#### Prompt:
Find every line below that contains the word "building" and copy each of those lines in full.

#### Extracted information:
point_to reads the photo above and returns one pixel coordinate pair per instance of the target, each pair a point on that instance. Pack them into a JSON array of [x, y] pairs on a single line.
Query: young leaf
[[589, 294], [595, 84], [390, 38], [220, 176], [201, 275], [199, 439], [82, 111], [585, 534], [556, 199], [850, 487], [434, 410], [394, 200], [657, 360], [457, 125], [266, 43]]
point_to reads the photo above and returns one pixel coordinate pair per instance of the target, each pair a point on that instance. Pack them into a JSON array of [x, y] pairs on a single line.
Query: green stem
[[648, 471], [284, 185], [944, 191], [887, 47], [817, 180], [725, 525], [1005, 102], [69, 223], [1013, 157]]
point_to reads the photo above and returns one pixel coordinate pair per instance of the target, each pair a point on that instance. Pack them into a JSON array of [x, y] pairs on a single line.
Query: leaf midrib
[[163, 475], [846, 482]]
---
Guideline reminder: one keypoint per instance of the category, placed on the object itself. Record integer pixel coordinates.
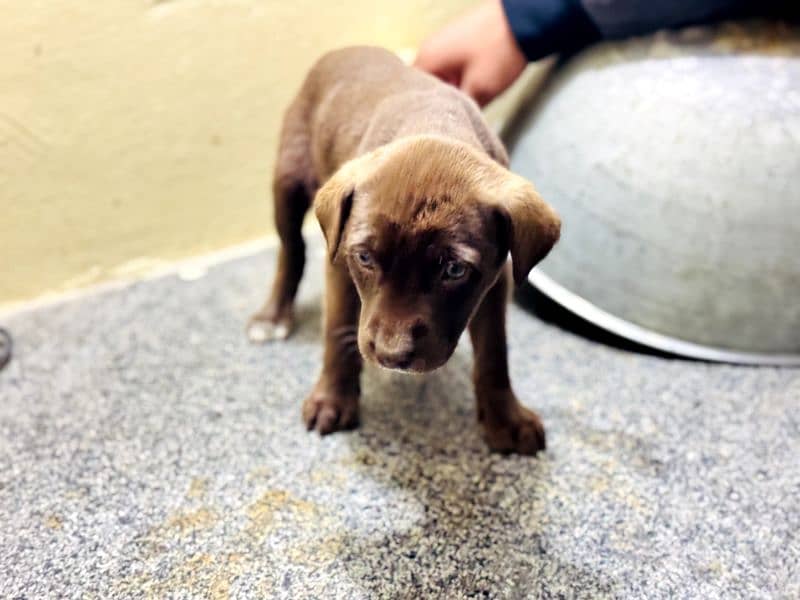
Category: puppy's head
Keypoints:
* * *
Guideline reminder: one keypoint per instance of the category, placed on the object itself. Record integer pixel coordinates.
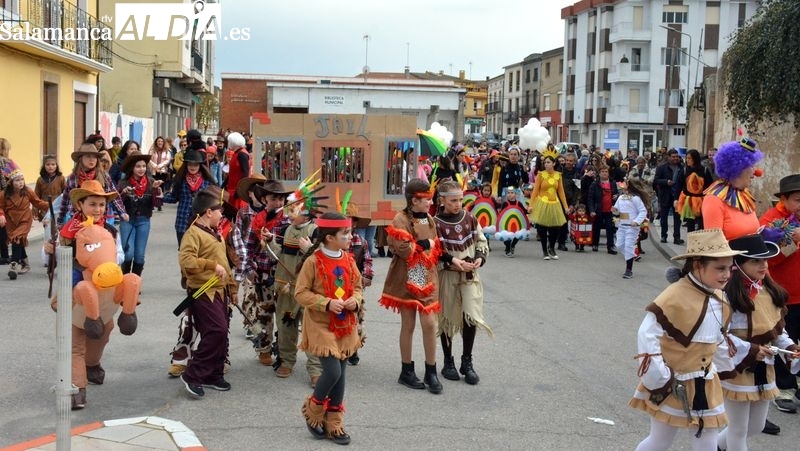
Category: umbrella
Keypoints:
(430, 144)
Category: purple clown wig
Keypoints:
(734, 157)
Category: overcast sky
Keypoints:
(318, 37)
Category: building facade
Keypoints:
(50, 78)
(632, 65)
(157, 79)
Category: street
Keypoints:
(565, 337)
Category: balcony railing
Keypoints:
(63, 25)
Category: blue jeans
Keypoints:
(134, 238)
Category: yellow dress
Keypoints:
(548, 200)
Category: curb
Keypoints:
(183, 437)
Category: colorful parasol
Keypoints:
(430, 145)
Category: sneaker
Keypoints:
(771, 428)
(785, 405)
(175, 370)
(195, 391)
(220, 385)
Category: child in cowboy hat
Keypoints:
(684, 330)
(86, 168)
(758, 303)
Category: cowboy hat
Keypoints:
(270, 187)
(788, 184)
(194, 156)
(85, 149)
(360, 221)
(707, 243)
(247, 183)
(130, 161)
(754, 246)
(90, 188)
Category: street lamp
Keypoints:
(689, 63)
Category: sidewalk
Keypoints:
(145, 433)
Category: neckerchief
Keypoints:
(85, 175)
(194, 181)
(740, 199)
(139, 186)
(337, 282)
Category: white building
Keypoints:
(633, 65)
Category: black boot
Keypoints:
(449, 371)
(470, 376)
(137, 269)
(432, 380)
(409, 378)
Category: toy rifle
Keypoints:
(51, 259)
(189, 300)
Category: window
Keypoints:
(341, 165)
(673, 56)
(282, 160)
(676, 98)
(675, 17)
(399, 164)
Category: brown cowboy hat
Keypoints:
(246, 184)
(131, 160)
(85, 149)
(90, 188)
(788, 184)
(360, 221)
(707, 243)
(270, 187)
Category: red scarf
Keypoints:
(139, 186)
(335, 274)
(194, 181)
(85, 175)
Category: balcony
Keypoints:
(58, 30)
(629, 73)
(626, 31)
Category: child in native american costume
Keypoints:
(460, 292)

#### Result of the exercise:
Category: building facade
Category: white building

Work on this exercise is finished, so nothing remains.